• **OBJECTIVE**:
Output exactly, please, the lines of the records below from the one containing "of the porch" through the final line.

• **RECORDS FOR THE TASK**:

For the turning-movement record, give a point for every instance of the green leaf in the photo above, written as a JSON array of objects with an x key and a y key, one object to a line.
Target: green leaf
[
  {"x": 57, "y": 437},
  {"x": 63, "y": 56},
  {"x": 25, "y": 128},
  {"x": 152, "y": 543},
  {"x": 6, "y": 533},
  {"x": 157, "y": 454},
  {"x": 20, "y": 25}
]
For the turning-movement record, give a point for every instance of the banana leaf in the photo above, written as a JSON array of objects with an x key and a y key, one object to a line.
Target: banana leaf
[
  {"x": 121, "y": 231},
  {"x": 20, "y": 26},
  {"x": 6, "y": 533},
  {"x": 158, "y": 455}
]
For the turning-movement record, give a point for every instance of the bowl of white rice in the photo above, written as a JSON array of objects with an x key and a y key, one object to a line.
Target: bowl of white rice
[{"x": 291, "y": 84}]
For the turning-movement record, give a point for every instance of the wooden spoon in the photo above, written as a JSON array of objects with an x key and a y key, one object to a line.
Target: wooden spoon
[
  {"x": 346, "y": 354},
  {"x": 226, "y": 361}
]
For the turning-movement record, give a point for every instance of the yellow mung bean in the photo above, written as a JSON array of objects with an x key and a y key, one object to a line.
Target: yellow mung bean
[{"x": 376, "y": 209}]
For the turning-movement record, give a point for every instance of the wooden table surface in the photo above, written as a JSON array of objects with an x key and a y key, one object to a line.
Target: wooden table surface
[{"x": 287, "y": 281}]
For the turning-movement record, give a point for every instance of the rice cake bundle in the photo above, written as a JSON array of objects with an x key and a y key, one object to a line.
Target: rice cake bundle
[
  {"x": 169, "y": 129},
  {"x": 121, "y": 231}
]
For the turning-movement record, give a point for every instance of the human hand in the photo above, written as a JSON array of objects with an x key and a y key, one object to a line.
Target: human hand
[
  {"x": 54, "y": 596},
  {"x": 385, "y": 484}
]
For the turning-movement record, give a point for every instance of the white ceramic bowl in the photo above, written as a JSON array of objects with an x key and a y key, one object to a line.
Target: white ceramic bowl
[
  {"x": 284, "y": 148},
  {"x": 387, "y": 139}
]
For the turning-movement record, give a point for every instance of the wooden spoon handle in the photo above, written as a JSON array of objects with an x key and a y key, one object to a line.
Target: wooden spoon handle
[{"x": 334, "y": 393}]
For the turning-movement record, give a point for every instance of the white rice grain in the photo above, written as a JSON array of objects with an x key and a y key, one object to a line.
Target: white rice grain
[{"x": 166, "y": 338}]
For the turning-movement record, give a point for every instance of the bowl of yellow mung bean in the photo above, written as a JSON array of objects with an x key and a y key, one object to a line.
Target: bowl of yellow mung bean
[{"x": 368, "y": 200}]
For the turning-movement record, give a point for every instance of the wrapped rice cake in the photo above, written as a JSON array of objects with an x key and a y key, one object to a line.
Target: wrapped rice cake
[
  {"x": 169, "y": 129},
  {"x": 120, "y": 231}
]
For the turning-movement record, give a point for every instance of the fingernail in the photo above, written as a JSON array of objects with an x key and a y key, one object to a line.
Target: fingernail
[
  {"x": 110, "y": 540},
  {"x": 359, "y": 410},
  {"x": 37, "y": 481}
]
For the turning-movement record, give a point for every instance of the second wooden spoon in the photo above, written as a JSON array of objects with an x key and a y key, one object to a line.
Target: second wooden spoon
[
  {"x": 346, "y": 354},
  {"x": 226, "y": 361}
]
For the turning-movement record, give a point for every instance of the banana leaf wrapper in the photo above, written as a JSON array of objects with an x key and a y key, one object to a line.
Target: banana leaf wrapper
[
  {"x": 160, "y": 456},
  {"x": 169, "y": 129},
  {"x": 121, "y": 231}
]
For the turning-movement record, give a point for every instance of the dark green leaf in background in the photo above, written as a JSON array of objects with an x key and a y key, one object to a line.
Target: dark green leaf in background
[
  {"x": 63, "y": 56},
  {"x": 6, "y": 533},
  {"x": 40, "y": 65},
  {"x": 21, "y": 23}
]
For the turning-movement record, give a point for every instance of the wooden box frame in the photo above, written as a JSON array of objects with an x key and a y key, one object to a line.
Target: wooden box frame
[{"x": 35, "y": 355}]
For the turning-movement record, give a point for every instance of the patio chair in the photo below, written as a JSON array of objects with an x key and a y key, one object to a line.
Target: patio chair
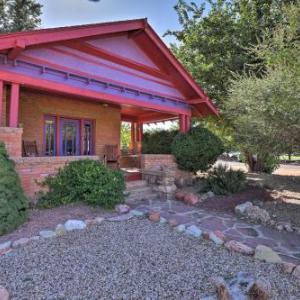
[
  {"x": 111, "y": 155},
  {"x": 30, "y": 148}
]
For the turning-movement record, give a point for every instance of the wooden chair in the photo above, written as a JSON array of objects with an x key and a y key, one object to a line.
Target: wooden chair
[
  {"x": 30, "y": 148},
  {"x": 111, "y": 155}
]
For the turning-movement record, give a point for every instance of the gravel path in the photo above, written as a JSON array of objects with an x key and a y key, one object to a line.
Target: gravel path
[{"x": 128, "y": 260}]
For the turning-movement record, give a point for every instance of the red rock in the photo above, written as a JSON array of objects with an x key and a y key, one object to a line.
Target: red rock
[
  {"x": 191, "y": 199},
  {"x": 154, "y": 216},
  {"x": 180, "y": 195},
  {"x": 239, "y": 247},
  {"x": 288, "y": 267}
]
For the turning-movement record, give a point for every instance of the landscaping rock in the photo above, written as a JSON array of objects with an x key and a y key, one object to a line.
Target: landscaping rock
[
  {"x": 180, "y": 228},
  {"x": 261, "y": 290},
  {"x": 217, "y": 237},
  {"x": 20, "y": 242},
  {"x": 191, "y": 199},
  {"x": 239, "y": 247},
  {"x": 137, "y": 213},
  {"x": 194, "y": 231},
  {"x": 71, "y": 225},
  {"x": 287, "y": 267},
  {"x": 256, "y": 213},
  {"x": 163, "y": 220},
  {"x": 154, "y": 216},
  {"x": 296, "y": 273},
  {"x": 47, "y": 234},
  {"x": 241, "y": 208},
  {"x": 122, "y": 208},
  {"x": 5, "y": 245},
  {"x": 266, "y": 254},
  {"x": 4, "y": 294},
  {"x": 60, "y": 230}
]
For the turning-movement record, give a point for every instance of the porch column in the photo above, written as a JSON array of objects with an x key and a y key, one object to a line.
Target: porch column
[
  {"x": 1, "y": 102},
  {"x": 14, "y": 105}
]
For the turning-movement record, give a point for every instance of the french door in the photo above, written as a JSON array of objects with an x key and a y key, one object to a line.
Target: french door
[{"x": 69, "y": 137}]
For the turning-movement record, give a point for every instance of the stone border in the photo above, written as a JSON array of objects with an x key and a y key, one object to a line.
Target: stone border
[{"x": 261, "y": 252}]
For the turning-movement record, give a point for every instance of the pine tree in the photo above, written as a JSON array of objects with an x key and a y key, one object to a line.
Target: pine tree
[{"x": 19, "y": 15}]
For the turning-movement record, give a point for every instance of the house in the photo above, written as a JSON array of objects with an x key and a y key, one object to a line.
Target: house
[{"x": 65, "y": 92}]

• **FINISHED EXERCISE**:
For the turning-movement record, give a point for every instance of the porch column in the photo above, written as a JSON array of objects with an x key and a y key, one object to a line.
Target: porch column
[
  {"x": 1, "y": 102},
  {"x": 14, "y": 105}
]
For the turning-movement record, give a point for every instance of the french door in the photo above, written as a JSON array of objects with an x key and a y key, one object to a line.
Target: french door
[{"x": 69, "y": 137}]
For the turning-movement record, give a point for every instance of the stone border in the photo above, written as a JSON array of objects with an x key and a y key, one object to a line.
Target: stone border
[{"x": 261, "y": 252}]
For the turning-movement record, give a point for every instance of the pine tree in the photo above, written as a JSON array of objects with an x key and a y key, one object to a line.
Target: pine tree
[{"x": 19, "y": 15}]
For the turning-movement record, give a point for every instance of the house in the photo above, written as a JSON array of objects with an x key and a y key, one object to a line.
Target: house
[{"x": 65, "y": 92}]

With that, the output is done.